• _OBJECTIVE 1_: Please echo the acknowledgments in full, word for word.

Acknowledgments

 

 

            The author’s page of acknowledgments is my chance to ramble — my chance to ruminate on the writing of this, Volume Two in the ‘Reports To The Clayton Historical Society’ series.

            First of all, this writer wishes to extend his highest regards to the former missileers of the Air Force’s Strategic Air Command who have assisted in so many ways with the construction of this story.  They have spent countless hours attempting to explain the basics of rocketry, missile ballistics, and military procedure to me — with varying degrees of success.  If there is any historical value in this story, it belongs to them.  Any errors within — technical, editorial,  judgmental, or due to my attempts to make the story more readable — are solely mine.

            Of special note are Master Sergeant Dale Uhrhammer, Airman Bob Lemley, Airman Jack Roberts, Master Sergeant Paul Rodriques, Colonel John Voss, Airman Russell Beaver (whose first assignment as a missileer was at the Deer Park bunker), Sergeant Dick Mellor, Airman Jim Geoghegan, and Colonel Charles Simpson.  And there are many others whose names have been lost beneath the blizzard of paperwork generated by this project.  Without their willingness to stay the course through this often rough and contentious project, without their patience with constant questions and misunderstandings, without their firm belief that recollections of these procedures and events are worth saving, this story would remain untold.

• _SUPPLIED DATA_:
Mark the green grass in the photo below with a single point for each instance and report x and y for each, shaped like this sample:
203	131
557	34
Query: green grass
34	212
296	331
---
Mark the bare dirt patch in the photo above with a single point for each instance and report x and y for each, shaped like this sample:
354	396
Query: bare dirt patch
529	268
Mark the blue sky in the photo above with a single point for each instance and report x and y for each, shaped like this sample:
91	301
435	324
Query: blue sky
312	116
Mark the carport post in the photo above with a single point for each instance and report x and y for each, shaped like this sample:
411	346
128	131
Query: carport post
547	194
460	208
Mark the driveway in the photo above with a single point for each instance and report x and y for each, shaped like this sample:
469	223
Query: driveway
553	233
...
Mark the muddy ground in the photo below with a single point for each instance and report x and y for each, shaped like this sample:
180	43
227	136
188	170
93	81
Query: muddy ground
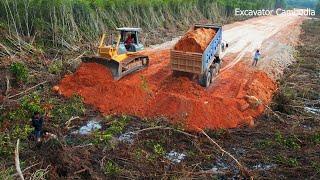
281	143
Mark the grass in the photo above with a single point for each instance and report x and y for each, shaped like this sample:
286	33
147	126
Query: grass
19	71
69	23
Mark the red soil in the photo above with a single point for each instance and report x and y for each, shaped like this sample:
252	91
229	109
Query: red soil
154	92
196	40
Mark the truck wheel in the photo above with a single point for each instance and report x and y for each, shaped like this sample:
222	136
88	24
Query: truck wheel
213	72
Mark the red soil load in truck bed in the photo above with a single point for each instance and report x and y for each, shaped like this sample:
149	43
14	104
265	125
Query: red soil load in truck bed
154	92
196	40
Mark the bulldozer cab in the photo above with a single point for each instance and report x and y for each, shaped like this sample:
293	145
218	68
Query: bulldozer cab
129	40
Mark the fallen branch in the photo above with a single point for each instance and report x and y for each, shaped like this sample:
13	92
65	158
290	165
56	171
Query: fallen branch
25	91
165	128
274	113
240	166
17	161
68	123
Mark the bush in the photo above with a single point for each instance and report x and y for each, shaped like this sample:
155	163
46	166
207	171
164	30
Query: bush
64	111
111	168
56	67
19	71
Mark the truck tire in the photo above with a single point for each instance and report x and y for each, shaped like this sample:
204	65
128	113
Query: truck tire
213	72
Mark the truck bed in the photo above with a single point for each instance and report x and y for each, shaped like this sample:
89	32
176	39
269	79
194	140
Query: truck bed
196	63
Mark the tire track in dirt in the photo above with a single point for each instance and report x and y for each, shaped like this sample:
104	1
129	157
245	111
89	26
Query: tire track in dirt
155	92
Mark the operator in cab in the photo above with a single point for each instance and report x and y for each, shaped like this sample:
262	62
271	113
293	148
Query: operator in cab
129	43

• _OBJECTIVE 2_: Select every line in the entries that contains the string "muddy", and copy those lines. Case counts.

• _SOLUTION 1_:
Acknowledgments

 

 

            The author’s page of acknowledgments is my chance to ramble — my chance to ruminate on the writing of this, Volume Two in the ‘Reports To The Clayton Historical Society’ series.

            First of all, this writer wishes to extend his highest regards to the former missileers of the Air Force’s Strategic Air Command who have assisted in so many ways with the construction of this story.  They have spent countless hours attempting to explain the basics of rocketry, missile ballistics, and military procedure to me — with varying degrees of success.  If there is any historical value in this story, it belongs to them.  Any errors within — technical, editorial,  judgmental, or due to my attempts to make the story more readable — are solely mine.

            Of special note are Master Sergeant Dale Uhrhammer, Airman Bob Lemley, Airman Jack Roberts, Master Sergeant Paul Rodriques, Colonel John Voss, Airman Russell Beaver (whose first assignment as a missileer was at the Deer Park bunker), Sergeant Dick Mellor, Airman Jim Geoghegan, and Colonel Charles Simpson.  And there are many others whose names have been lost beneath the blizzard of paperwork generated by this project.  Without their willingness to stay the course through this often rough and contentious project, without their patience with constant questions and misunderstandings, without their firm belief that recollections of these procedures and events are worth saving, this story would remain untold.

• _SOLUTION 2_:
Mark the muddy ground in the photo below with a single point for each instance and report x and y for each, shaped like this sample:
Query: muddy ground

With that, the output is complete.